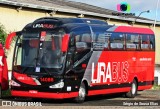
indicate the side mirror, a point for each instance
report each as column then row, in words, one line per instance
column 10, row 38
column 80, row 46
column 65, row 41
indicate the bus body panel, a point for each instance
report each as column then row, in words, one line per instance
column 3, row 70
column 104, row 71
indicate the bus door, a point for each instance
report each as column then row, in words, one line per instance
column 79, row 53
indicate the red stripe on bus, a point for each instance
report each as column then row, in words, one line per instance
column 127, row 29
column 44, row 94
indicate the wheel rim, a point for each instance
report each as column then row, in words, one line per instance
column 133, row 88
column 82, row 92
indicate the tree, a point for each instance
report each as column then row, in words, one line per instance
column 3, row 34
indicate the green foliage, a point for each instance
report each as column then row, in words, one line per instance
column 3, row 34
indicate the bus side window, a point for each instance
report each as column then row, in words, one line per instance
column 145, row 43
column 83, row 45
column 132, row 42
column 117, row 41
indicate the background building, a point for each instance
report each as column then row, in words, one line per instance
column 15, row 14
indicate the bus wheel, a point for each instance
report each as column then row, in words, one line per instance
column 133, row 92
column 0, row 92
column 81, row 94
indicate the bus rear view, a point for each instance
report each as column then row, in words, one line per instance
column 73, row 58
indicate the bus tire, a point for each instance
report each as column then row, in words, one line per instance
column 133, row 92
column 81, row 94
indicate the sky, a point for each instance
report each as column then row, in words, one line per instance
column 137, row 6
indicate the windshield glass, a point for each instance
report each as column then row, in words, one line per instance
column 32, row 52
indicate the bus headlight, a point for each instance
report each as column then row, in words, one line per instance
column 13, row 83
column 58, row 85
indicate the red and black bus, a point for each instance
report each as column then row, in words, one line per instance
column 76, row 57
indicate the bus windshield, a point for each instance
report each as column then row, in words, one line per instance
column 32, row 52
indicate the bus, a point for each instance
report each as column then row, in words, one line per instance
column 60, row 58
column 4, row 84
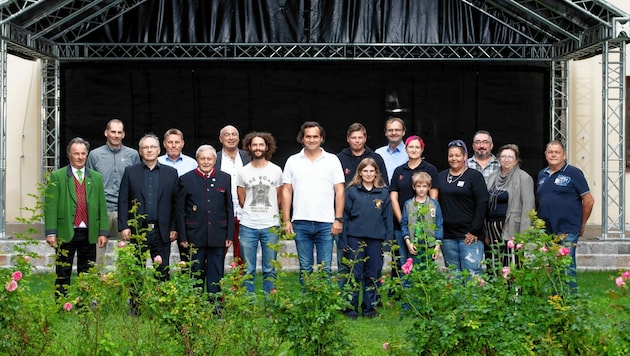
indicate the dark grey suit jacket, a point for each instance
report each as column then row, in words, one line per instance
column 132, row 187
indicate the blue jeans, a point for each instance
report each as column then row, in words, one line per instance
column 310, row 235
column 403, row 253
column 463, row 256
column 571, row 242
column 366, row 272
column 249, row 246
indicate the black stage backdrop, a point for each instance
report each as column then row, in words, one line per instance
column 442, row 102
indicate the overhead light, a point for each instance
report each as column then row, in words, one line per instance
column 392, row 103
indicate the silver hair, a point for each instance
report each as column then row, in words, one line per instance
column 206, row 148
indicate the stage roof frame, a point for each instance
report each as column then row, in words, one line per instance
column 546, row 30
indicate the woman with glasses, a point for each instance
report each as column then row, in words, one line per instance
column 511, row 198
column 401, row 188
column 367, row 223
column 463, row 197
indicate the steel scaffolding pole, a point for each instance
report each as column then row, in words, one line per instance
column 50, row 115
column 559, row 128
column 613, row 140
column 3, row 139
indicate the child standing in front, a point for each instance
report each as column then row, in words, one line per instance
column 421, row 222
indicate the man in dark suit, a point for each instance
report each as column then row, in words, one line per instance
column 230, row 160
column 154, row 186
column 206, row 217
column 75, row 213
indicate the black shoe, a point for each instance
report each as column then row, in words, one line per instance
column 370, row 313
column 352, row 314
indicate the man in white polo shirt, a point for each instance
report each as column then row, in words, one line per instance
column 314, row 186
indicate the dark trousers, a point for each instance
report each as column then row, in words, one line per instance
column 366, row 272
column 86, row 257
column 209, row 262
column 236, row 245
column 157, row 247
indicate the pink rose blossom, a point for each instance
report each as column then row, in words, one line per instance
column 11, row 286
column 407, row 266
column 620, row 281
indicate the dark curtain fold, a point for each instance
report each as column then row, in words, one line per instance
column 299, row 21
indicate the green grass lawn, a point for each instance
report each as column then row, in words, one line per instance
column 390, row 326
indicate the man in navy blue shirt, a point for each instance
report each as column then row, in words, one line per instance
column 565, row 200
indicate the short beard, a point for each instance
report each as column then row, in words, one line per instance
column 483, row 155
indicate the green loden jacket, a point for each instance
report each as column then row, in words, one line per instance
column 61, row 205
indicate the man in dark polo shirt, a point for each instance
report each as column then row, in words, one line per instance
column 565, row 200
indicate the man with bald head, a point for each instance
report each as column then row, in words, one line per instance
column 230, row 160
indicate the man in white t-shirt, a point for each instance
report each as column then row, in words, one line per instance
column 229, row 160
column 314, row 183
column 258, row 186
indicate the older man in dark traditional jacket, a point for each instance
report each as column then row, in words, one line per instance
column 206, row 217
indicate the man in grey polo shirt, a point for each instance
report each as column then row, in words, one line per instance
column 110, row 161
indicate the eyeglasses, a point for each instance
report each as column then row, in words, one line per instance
════════
◆ WHAT NEEDS TO BE DONE ◆
Reproduce the items from the line containing "indicate the older" up to and including the last line of the items, replacing "instance" with "occurrence" throughout and leaving everything else unchanged.

◆ FINISHED EXERCISE ◆
indicate the older man in dark traditional jacket, a point for each occurrence
report each as column then row, in words, one line per occurrence
column 206, row 217
indicate the man in grey polo shirt, a point for each occurrence
report each as column then row, in words, one line per occurrence
column 110, row 161
indicate the eyeglasses, a point for each occurrence
report each as column then row, in words, one line per occurrence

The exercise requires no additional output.